• [Information provided]
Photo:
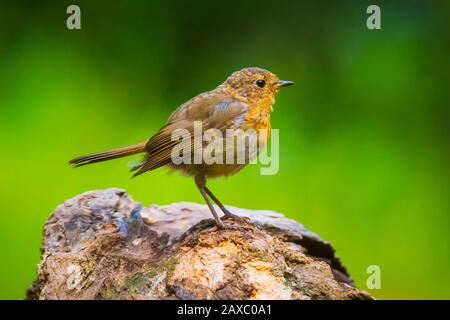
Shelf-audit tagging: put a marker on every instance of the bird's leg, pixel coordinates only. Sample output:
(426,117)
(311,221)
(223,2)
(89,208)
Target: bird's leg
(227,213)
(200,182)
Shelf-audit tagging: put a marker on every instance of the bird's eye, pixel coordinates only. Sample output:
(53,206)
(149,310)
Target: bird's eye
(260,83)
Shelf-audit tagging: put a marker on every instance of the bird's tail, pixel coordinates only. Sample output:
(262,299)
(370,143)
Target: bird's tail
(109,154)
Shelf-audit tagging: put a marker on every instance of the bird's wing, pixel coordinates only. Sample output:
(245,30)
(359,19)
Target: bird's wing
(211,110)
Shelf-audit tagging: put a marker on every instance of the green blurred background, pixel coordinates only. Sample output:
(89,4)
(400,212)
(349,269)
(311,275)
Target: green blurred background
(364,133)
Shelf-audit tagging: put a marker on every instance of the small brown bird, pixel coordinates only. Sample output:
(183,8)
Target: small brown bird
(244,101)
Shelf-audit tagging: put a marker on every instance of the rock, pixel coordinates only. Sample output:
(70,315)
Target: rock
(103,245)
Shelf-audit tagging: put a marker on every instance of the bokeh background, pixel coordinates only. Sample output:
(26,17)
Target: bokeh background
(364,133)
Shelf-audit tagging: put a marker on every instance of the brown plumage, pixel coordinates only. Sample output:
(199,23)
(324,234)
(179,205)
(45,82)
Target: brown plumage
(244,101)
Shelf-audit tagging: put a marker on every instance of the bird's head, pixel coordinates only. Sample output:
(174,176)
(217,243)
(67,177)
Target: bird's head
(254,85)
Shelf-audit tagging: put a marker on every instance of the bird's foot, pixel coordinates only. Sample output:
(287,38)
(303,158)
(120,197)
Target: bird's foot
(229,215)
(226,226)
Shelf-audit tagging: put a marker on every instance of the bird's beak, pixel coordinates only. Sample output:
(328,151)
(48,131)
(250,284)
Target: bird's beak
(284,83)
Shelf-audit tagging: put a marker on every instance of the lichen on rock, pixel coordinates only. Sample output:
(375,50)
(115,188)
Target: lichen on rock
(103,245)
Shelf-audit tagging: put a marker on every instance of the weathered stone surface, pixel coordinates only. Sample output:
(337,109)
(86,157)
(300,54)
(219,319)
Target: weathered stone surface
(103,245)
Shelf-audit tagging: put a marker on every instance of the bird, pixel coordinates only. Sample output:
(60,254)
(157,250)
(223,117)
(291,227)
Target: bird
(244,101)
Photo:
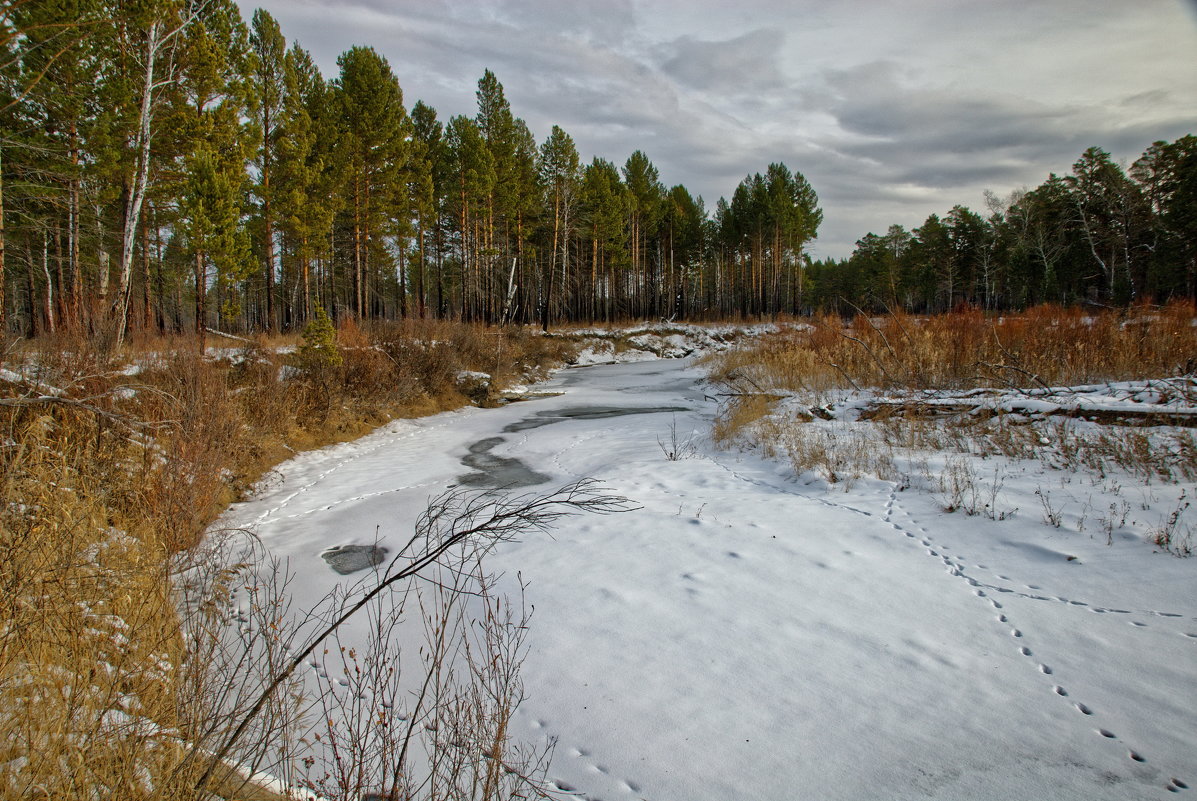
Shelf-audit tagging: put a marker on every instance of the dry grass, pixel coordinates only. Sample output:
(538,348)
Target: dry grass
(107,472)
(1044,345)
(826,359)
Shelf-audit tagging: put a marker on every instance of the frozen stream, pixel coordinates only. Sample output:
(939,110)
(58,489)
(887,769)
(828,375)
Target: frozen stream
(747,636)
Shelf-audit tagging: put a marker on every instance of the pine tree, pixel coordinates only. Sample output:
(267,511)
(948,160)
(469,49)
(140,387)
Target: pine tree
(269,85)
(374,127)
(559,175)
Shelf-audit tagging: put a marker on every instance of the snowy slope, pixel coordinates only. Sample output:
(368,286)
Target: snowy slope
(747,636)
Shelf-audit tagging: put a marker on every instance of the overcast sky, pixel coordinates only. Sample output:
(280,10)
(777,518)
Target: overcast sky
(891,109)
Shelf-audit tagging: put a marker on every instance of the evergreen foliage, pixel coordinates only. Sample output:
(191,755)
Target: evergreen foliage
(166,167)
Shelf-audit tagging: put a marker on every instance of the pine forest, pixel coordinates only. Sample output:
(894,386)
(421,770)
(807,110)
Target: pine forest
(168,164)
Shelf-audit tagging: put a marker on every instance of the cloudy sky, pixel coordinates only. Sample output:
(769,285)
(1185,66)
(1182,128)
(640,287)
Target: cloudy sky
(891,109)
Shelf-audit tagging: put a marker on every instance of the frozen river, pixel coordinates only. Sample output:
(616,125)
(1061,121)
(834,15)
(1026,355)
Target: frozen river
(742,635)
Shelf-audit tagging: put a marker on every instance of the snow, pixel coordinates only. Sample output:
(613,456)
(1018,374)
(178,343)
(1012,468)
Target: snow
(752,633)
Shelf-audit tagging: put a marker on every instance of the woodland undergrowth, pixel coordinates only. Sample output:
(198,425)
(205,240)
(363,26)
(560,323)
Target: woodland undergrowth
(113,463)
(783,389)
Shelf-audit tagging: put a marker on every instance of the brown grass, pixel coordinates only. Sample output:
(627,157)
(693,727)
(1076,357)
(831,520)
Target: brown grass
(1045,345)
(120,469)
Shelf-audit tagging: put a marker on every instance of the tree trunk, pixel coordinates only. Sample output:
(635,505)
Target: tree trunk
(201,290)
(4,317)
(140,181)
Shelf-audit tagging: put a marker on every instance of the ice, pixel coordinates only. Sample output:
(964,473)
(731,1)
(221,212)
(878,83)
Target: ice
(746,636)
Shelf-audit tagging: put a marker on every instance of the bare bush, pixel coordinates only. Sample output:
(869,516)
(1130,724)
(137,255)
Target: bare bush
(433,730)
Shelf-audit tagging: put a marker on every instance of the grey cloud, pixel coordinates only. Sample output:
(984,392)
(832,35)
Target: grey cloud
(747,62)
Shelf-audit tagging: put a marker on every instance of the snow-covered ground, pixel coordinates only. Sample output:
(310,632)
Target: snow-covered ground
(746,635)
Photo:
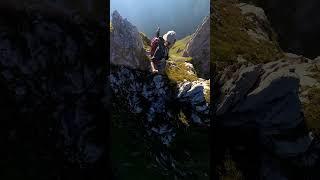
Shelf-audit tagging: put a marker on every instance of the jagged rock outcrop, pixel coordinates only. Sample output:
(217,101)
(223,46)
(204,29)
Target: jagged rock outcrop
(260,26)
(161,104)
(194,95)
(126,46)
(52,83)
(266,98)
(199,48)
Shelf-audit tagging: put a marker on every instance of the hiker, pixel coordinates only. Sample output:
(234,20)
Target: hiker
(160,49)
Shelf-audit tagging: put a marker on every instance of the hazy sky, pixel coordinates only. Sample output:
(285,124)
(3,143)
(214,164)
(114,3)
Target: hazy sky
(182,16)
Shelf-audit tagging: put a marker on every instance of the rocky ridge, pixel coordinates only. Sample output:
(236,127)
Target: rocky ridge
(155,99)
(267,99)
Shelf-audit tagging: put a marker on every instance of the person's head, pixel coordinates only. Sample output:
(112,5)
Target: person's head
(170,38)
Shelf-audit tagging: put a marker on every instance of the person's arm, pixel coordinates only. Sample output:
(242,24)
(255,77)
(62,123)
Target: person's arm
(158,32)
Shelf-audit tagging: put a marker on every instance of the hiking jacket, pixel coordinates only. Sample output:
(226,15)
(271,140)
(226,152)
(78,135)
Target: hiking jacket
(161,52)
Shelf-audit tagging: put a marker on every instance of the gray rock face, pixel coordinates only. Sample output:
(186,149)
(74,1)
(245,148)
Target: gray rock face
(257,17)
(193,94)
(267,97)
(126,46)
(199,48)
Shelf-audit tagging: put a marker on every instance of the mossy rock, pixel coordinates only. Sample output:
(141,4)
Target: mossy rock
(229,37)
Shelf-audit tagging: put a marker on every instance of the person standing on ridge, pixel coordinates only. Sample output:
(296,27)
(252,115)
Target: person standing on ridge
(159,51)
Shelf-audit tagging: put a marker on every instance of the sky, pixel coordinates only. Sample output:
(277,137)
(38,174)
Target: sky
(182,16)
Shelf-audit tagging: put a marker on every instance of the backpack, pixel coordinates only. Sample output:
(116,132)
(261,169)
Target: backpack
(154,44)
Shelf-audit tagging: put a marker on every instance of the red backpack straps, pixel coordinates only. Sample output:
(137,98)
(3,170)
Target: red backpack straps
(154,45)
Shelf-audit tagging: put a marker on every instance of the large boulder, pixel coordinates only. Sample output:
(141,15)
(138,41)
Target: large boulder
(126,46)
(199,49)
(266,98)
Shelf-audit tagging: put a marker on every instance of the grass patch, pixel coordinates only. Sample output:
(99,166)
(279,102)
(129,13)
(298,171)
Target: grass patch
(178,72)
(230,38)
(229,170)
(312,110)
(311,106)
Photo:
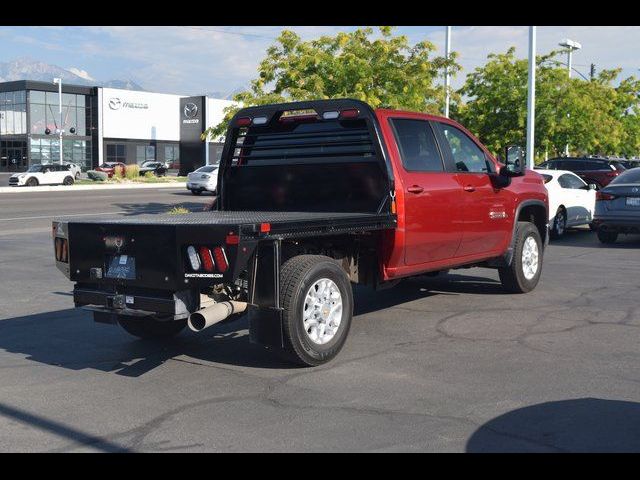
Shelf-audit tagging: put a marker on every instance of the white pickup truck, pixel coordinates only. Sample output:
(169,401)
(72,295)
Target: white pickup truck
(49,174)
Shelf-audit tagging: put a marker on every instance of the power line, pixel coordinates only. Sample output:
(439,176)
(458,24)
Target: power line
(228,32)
--
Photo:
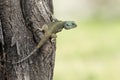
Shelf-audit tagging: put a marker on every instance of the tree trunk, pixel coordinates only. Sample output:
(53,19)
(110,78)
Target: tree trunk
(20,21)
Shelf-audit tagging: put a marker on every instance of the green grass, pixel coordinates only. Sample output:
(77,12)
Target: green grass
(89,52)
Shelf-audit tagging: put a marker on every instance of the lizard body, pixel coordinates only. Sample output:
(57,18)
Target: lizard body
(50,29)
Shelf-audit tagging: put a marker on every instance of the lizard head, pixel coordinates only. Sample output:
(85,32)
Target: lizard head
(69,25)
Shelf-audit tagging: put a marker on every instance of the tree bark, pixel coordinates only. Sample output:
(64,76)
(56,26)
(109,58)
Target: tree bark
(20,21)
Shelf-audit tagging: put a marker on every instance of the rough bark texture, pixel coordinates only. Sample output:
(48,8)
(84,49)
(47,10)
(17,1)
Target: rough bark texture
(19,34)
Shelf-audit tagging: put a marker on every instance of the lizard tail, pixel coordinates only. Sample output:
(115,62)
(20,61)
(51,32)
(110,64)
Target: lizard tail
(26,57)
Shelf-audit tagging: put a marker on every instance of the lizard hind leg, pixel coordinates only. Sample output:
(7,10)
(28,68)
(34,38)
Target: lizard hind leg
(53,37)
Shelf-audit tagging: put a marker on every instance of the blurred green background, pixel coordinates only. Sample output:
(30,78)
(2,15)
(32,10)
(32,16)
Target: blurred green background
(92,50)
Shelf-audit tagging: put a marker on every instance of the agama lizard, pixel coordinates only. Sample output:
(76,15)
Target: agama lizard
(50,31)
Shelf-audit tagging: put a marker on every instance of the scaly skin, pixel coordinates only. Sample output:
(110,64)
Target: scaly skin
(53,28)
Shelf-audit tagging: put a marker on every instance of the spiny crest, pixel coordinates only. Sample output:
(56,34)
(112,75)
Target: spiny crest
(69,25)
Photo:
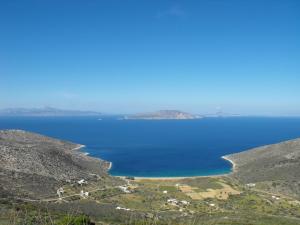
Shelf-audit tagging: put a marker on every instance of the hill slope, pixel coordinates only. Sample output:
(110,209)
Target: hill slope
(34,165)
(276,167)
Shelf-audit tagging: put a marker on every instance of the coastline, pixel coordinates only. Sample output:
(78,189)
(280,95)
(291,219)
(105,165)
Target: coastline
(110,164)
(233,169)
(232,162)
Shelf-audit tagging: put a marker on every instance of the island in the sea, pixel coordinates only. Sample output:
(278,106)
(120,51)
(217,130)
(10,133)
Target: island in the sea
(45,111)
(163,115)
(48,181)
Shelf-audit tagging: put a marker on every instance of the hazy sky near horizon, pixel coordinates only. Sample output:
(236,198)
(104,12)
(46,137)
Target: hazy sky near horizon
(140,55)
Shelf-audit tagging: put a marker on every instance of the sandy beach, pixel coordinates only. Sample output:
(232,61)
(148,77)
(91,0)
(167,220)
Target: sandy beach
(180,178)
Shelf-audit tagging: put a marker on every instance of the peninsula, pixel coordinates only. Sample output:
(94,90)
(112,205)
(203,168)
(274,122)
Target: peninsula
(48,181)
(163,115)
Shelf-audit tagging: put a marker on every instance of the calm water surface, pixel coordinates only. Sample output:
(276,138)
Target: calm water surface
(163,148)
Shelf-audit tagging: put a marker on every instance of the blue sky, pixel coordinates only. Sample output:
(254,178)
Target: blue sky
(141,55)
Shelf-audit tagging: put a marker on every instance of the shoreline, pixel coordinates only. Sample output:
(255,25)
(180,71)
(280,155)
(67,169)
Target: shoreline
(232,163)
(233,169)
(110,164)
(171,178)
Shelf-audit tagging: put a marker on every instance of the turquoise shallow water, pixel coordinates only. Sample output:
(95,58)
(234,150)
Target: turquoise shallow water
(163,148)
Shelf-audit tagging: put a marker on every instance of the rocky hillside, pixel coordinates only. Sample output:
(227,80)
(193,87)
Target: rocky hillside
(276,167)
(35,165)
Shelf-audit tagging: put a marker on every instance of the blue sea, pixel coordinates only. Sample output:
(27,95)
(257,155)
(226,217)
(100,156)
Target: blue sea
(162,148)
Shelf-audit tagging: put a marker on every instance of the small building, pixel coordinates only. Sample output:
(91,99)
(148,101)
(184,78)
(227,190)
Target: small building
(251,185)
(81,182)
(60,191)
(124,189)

• [Given exercise] How many lines of the data above contain the word "hillside"? Give only the number.

• [The reply] 2